▶ _Written exercise_: Lines from the one containing "Reviewer note: every instance of the bokeh" through the last line of the data are to be repeated word for word, both ends included.

▶ _Entries provided_:
********
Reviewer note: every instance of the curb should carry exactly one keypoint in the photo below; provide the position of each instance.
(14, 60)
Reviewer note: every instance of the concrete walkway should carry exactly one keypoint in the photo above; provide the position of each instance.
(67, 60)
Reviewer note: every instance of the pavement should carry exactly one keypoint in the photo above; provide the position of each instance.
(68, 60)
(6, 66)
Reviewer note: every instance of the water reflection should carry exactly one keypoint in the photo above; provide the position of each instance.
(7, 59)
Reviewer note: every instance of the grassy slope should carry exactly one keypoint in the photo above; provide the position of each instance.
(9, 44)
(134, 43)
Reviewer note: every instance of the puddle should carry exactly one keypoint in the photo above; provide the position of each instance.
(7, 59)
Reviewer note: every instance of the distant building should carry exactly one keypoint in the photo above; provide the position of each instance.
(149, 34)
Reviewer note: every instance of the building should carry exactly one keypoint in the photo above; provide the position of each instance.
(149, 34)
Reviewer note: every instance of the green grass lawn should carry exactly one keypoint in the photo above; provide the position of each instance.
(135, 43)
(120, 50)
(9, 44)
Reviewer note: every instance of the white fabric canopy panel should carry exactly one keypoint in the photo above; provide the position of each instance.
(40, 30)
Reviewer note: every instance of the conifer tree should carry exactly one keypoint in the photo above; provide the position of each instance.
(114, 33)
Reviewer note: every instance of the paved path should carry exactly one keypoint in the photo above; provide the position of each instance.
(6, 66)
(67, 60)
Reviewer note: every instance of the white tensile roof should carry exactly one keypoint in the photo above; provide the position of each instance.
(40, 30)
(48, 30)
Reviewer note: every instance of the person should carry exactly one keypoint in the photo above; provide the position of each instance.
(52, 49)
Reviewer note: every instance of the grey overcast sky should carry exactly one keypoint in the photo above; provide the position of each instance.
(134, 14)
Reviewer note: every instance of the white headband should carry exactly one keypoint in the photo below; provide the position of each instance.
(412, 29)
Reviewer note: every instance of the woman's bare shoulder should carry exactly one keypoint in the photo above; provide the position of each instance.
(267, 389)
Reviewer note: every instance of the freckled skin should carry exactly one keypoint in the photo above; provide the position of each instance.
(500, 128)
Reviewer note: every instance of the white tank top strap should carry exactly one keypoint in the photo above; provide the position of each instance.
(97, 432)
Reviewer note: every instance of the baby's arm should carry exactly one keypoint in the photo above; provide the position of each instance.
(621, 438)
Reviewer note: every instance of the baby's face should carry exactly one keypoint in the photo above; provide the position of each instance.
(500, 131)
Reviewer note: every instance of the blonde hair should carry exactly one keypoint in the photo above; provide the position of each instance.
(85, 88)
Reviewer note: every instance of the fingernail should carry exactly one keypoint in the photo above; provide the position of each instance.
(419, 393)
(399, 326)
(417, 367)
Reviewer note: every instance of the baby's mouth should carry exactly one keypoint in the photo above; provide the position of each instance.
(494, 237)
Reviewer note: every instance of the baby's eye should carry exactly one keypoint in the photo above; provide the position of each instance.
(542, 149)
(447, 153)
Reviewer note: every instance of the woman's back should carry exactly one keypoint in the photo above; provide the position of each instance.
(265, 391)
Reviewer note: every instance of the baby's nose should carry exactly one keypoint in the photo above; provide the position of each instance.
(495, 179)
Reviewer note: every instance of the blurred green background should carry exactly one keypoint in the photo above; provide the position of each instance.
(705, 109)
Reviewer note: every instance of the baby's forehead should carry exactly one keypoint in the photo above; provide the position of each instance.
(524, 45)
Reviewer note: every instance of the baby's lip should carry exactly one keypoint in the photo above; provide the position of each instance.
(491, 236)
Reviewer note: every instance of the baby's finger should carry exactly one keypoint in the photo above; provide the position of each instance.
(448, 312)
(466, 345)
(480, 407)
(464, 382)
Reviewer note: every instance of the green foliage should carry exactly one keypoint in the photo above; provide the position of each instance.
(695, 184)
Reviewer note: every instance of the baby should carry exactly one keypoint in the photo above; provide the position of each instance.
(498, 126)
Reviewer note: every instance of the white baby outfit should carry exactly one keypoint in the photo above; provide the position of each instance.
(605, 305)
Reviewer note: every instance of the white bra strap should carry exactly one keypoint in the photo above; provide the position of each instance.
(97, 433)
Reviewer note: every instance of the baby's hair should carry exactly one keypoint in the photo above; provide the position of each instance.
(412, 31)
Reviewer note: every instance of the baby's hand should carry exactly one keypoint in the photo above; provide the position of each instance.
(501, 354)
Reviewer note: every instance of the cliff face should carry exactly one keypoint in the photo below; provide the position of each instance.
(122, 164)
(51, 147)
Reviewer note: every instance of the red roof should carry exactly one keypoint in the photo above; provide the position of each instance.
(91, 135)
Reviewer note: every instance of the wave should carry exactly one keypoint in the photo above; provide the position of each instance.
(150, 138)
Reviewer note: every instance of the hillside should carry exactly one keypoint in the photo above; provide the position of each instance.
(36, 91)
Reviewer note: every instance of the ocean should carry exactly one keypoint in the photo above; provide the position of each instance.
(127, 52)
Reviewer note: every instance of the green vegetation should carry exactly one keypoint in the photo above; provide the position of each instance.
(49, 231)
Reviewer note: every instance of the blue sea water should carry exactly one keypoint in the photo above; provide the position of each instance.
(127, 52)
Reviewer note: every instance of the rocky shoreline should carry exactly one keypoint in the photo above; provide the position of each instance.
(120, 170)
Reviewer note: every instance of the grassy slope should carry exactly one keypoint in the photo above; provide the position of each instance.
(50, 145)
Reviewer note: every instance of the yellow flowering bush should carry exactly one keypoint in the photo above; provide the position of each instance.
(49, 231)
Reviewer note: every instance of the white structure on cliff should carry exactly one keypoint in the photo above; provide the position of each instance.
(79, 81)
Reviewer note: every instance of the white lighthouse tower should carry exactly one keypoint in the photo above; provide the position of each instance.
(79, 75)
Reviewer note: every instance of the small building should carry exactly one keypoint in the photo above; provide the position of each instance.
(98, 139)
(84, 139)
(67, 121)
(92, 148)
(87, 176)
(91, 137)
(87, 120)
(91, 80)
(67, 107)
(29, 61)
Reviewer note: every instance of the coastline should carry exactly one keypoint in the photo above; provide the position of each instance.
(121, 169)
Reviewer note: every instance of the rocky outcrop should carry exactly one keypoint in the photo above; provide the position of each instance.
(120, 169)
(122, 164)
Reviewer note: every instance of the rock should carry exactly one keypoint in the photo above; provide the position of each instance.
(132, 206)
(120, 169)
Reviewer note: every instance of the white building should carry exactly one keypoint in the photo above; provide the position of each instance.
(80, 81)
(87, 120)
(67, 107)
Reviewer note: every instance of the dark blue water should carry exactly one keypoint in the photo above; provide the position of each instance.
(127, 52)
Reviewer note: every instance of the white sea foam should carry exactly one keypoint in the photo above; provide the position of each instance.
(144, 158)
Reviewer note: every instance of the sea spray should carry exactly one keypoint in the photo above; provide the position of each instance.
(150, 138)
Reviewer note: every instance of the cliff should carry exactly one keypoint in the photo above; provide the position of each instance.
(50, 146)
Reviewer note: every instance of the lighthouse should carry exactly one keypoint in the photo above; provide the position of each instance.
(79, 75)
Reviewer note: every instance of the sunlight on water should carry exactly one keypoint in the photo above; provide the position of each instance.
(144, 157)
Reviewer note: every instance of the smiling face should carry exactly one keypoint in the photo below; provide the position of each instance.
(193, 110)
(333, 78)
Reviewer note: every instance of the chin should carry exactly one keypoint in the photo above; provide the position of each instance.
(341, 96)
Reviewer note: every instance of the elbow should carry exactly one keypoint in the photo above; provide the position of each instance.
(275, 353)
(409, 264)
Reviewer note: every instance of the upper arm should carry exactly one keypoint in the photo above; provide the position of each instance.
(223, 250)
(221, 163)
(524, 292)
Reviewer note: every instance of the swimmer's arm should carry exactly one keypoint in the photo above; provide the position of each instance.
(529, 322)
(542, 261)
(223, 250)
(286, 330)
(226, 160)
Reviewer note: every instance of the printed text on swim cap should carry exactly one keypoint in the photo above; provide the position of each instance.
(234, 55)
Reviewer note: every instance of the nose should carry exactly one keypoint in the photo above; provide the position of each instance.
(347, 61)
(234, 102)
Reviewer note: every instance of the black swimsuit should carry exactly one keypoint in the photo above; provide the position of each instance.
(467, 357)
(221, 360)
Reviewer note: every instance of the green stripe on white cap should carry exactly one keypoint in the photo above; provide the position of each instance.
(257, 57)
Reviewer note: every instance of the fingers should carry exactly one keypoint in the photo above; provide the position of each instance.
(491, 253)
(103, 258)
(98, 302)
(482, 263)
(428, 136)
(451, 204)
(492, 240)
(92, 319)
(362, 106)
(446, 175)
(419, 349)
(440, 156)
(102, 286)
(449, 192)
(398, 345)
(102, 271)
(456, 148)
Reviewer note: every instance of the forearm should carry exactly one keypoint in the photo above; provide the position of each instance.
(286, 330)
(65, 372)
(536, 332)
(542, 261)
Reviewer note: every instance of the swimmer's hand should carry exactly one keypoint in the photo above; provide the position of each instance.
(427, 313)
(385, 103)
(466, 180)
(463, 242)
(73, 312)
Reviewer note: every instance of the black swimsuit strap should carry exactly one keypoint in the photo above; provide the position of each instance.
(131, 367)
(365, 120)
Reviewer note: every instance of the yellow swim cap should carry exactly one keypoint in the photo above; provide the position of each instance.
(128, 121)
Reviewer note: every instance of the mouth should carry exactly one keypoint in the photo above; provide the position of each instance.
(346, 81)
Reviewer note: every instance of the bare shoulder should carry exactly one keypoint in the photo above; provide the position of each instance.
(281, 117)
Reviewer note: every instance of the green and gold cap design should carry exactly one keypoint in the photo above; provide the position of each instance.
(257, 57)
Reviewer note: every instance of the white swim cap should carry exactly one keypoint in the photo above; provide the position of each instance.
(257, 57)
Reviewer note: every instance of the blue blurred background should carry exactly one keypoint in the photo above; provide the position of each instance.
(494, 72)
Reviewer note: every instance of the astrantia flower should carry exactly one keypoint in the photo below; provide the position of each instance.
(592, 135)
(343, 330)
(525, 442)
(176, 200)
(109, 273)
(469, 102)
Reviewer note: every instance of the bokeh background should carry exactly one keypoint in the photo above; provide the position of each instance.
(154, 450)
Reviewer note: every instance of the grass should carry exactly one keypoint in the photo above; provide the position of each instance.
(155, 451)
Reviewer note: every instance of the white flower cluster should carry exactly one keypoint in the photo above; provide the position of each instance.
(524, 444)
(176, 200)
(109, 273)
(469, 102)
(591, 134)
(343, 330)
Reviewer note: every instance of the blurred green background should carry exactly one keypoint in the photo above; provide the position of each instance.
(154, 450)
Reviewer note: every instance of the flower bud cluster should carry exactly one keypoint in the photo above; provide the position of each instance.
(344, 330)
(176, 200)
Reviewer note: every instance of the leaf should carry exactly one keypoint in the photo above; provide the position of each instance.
********
▶ _Written solution_:
Reviewer note: every instance of the bokeh background should carry exactly one keypoint in the photo above; provide the position of each instance.
(154, 450)
Reviewer note: every instance of the grass should carry exactly one keypoint in the photo above; provide the position of each instance.
(155, 451)
Reviewer note: every instance of the white flower cluster should carry exactly one keypoint in the photo above; provide the position of each instance.
(524, 444)
(176, 200)
(109, 273)
(469, 102)
(591, 134)
(343, 330)
Reviewer note: every instance of the blurred green background should carry exactly one keypoint in the photo above; provide the position of each instance.
(154, 450)
Reviewer note: every instance of the flower bud cluster should carry exactly one keypoint in the photo above; provide the position of each instance.
(344, 330)
(176, 200)
Reviewer note: every instance of the leaf should carry exactly one keypoint in the photo above; provide the position of each instance.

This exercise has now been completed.